> _What is being asked_
Identify each line in the records that contains the word "outline", and copy those lines.

══ Dataset excerpts

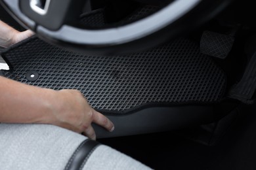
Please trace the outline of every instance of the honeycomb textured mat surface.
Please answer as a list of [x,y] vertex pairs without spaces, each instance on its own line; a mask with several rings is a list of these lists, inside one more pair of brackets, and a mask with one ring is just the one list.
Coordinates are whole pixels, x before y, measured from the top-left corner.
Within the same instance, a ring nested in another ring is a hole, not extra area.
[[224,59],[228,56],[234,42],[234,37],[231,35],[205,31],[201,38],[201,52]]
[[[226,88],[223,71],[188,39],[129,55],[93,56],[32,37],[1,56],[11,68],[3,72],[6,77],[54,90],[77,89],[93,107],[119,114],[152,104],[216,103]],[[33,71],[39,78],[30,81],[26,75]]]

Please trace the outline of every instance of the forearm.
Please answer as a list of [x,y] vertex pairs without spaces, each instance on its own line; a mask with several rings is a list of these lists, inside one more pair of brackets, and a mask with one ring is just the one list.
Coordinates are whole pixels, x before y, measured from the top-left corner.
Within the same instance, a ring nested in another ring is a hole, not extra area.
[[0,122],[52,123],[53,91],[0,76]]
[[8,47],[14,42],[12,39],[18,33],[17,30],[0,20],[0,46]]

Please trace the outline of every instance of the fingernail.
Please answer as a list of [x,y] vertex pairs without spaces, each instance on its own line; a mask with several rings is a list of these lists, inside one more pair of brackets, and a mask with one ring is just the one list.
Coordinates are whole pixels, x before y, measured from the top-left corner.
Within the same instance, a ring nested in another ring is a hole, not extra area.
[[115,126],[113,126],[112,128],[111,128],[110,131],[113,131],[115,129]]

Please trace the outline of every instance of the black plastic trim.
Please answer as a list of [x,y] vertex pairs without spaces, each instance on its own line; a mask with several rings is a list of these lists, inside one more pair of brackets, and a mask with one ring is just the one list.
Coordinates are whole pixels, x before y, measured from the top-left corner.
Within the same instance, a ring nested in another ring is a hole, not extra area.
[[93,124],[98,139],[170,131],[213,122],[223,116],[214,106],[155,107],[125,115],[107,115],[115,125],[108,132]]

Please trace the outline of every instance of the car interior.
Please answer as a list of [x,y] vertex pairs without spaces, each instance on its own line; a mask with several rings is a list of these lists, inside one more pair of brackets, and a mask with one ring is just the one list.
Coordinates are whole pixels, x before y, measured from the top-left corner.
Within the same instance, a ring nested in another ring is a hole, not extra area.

════
══ Dataset excerpts

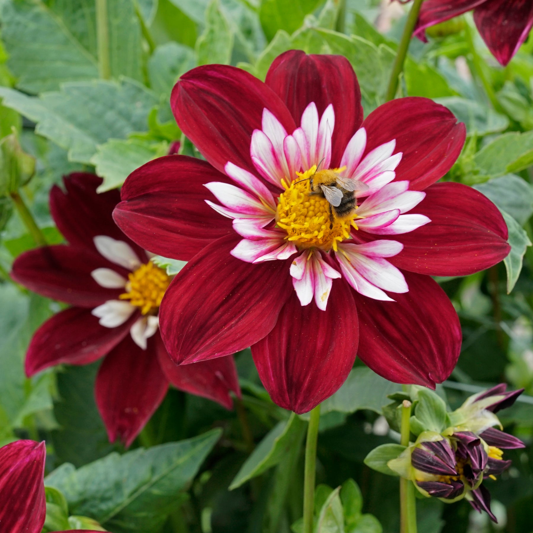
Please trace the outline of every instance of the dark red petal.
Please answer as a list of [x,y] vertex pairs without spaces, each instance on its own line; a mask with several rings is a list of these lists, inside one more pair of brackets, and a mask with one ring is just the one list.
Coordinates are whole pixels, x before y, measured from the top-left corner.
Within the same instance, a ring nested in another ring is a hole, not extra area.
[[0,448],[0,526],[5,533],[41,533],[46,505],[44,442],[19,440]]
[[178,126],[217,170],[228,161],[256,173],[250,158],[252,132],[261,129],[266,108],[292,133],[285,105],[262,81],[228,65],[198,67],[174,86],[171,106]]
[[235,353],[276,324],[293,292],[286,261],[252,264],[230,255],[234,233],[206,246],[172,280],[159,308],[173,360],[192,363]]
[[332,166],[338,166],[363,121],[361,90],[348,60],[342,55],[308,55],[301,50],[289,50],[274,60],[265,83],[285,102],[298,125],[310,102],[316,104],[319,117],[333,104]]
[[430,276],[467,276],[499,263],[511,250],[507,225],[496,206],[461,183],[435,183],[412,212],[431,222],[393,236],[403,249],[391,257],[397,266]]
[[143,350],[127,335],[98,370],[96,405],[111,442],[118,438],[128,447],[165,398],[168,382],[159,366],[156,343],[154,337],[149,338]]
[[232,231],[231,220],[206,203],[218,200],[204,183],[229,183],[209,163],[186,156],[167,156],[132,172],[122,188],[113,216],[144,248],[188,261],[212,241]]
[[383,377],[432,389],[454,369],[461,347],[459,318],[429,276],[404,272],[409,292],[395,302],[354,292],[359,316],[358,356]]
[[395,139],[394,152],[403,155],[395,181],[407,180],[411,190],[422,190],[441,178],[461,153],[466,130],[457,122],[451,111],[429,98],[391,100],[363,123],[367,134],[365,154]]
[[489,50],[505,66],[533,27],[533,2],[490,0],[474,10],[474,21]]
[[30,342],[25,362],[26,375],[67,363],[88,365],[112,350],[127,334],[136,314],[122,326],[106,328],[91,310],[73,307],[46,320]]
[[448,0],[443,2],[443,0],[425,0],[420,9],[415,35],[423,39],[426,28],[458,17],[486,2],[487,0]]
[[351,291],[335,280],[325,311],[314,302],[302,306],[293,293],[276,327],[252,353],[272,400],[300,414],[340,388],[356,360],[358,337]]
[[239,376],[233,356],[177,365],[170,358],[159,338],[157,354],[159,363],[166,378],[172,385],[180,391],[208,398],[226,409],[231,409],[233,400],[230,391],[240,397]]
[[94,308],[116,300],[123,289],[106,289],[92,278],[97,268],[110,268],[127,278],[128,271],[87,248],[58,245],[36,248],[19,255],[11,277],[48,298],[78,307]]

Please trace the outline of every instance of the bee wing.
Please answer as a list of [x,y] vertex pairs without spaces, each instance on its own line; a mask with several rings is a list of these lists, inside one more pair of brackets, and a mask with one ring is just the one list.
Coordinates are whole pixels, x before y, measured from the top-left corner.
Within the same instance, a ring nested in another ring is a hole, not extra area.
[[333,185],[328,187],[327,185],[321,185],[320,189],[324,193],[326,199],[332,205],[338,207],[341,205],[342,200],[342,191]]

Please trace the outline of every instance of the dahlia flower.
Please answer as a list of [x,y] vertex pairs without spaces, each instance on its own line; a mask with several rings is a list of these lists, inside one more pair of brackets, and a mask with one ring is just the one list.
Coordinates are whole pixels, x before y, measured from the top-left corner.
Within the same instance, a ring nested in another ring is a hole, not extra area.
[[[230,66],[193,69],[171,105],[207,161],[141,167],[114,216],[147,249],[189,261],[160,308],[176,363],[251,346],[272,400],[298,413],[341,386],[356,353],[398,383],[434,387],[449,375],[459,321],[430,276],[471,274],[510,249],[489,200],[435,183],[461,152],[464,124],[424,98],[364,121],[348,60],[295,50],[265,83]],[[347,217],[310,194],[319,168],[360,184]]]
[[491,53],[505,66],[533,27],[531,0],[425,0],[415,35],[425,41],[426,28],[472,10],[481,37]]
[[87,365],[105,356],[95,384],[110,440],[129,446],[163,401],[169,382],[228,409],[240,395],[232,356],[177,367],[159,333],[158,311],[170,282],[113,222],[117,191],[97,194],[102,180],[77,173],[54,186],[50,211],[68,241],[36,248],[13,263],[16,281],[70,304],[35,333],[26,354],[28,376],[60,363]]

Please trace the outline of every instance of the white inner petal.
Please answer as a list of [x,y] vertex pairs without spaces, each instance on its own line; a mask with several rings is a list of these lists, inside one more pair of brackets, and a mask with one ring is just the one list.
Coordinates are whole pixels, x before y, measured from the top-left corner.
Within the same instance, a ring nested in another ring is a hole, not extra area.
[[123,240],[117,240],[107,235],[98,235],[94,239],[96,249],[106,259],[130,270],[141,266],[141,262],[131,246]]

════

> _Result_
Please trace the outline of every instance of the honeycomb textured mat surface.
Please trace the outline of every instance of the forearm.
Please trace the outline of every instance of the fingernail.
Please trace the outline of every instance of the black plastic trim.
Please trace the outline of every instance of the car interior.
Please trace the outline of every instance of the dark red petal.
Please trace the outline of every instance of the bee wing.
Please trace the outline of every instance of the dahlia flower.
Please trace the outline of every instance of the white inner petal.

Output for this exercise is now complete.